Task instructions: Filter the records below, keeping each line that contains the string "door". Treat uppercase and lowercase as different.

[Saved data entries]
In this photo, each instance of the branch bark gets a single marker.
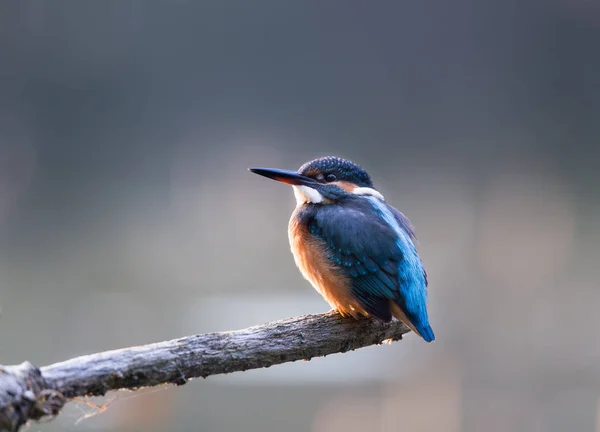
(27, 392)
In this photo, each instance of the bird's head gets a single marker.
(325, 180)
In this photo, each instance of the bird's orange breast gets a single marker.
(311, 258)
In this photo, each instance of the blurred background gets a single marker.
(127, 215)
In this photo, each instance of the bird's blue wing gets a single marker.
(381, 266)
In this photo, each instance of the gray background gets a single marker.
(127, 215)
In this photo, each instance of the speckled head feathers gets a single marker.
(331, 168)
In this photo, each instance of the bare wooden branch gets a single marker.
(27, 392)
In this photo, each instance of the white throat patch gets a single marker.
(305, 194)
(369, 192)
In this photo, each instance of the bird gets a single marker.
(353, 247)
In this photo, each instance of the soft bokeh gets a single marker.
(127, 215)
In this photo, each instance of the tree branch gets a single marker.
(27, 392)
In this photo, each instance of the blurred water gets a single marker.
(127, 215)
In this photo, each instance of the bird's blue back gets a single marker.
(373, 244)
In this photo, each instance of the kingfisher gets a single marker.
(353, 247)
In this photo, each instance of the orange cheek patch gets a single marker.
(347, 186)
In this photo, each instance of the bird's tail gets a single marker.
(422, 328)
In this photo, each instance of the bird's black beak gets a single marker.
(284, 176)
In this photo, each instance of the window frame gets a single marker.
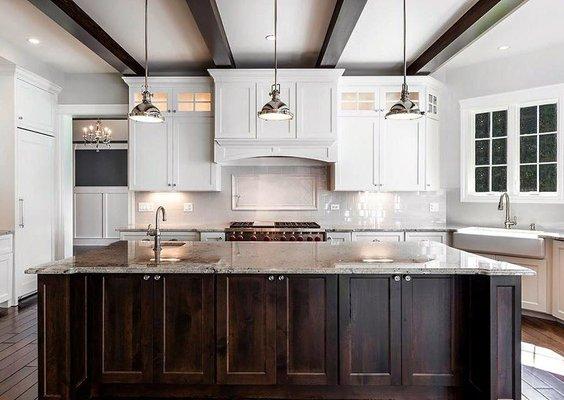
(512, 102)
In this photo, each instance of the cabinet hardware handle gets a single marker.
(21, 213)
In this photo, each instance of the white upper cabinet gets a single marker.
(236, 110)
(192, 151)
(150, 147)
(316, 115)
(35, 107)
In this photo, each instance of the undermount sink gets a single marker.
(513, 242)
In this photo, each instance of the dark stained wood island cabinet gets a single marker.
(279, 335)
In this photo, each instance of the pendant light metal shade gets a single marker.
(405, 108)
(146, 111)
(275, 109)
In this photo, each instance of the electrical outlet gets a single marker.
(146, 207)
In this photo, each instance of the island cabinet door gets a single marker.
(432, 311)
(184, 340)
(307, 326)
(370, 330)
(246, 329)
(123, 320)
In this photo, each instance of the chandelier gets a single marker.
(97, 136)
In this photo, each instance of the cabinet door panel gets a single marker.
(307, 330)
(184, 329)
(193, 166)
(246, 330)
(370, 330)
(125, 320)
(431, 330)
(149, 156)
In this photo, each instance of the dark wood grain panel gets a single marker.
(246, 329)
(431, 330)
(307, 323)
(184, 329)
(126, 316)
(370, 330)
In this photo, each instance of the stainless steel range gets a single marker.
(275, 231)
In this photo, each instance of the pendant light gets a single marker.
(275, 109)
(146, 111)
(404, 109)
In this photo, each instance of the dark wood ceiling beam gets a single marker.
(482, 16)
(344, 19)
(78, 23)
(206, 15)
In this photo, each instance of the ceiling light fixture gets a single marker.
(275, 109)
(404, 109)
(146, 111)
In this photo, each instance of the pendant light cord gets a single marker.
(275, 43)
(146, 52)
(404, 40)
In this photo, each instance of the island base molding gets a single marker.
(99, 336)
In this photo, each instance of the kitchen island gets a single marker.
(280, 320)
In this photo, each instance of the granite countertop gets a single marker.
(281, 258)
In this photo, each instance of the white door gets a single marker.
(150, 146)
(34, 212)
(193, 166)
(355, 168)
(432, 154)
(35, 108)
(277, 129)
(401, 155)
(88, 211)
(534, 289)
(236, 110)
(316, 116)
(116, 210)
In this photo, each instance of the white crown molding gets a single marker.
(93, 109)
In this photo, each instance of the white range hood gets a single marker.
(311, 95)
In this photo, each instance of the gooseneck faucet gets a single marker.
(157, 232)
(508, 221)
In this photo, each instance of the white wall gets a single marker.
(514, 72)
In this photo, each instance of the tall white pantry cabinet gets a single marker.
(27, 130)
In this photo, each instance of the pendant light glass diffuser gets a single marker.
(146, 111)
(275, 109)
(404, 109)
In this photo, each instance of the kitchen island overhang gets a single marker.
(276, 320)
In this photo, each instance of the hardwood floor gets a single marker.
(543, 355)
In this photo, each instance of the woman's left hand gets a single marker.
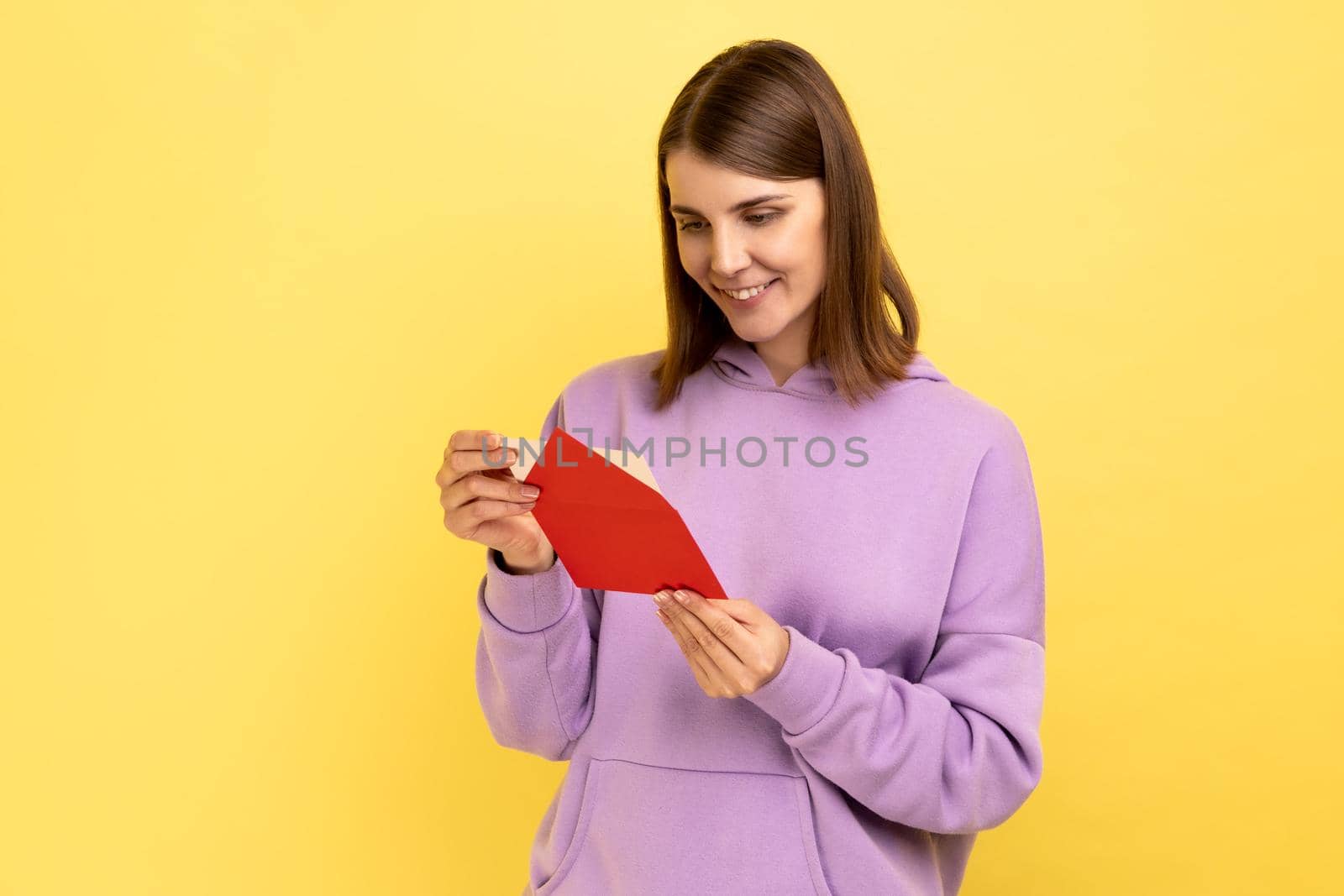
(732, 645)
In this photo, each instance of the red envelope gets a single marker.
(612, 530)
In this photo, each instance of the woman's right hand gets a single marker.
(488, 504)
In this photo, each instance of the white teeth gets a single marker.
(748, 293)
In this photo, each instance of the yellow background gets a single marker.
(261, 258)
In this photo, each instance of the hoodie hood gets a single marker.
(737, 362)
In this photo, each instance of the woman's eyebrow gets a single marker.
(746, 203)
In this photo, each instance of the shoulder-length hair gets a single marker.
(768, 109)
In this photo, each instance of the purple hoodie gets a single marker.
(906, 563)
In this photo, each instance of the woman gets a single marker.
(874, 699)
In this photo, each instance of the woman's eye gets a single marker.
(757, 221)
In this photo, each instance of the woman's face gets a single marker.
(730, 237)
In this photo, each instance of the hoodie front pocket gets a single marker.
(658, 831)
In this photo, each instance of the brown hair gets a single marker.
(768, 109)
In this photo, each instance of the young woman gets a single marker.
(873, 699)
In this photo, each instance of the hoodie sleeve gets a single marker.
(537, 651)
(958, 750)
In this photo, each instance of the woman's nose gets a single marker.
(729, 254)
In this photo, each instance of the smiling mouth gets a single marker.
(759, 291)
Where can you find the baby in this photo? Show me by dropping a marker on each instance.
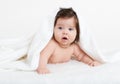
(64, 43)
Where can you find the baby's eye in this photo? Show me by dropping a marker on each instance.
(60, 28)
(70, 29)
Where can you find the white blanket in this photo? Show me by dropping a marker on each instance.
(11, 50)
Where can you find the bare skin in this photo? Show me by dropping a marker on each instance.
(62, 48)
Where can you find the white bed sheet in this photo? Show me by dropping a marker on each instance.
(72, 72)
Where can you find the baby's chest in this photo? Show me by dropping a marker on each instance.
(63, 53)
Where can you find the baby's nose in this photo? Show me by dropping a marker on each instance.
(65, 32)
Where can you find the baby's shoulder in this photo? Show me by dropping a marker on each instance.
(52, 42)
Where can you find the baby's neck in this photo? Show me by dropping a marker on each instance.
(64, 46)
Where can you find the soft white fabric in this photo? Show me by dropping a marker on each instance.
(72, 72)
(45, 33)
(13, 49)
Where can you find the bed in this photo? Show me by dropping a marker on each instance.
(72, 72)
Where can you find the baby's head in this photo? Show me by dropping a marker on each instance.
(66, 19)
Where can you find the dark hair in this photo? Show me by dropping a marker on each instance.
(68, 13)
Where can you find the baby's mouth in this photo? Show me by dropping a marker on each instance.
(65, 38)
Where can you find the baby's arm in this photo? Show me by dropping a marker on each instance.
(44, 57)
(82, 56)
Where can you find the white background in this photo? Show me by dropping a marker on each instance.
(19, 18)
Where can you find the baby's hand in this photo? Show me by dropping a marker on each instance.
(95, 63)
(42, 71)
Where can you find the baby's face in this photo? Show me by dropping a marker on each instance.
(65, 31)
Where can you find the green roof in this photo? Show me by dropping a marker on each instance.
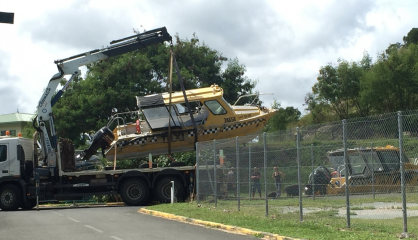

Task solution:
In this photo, each instance of the island cabinet door gets a single marker.
In this photo, each instance of the cabinet door panel gets a single marker.
In this photo, each instance of the white door gets a single marker.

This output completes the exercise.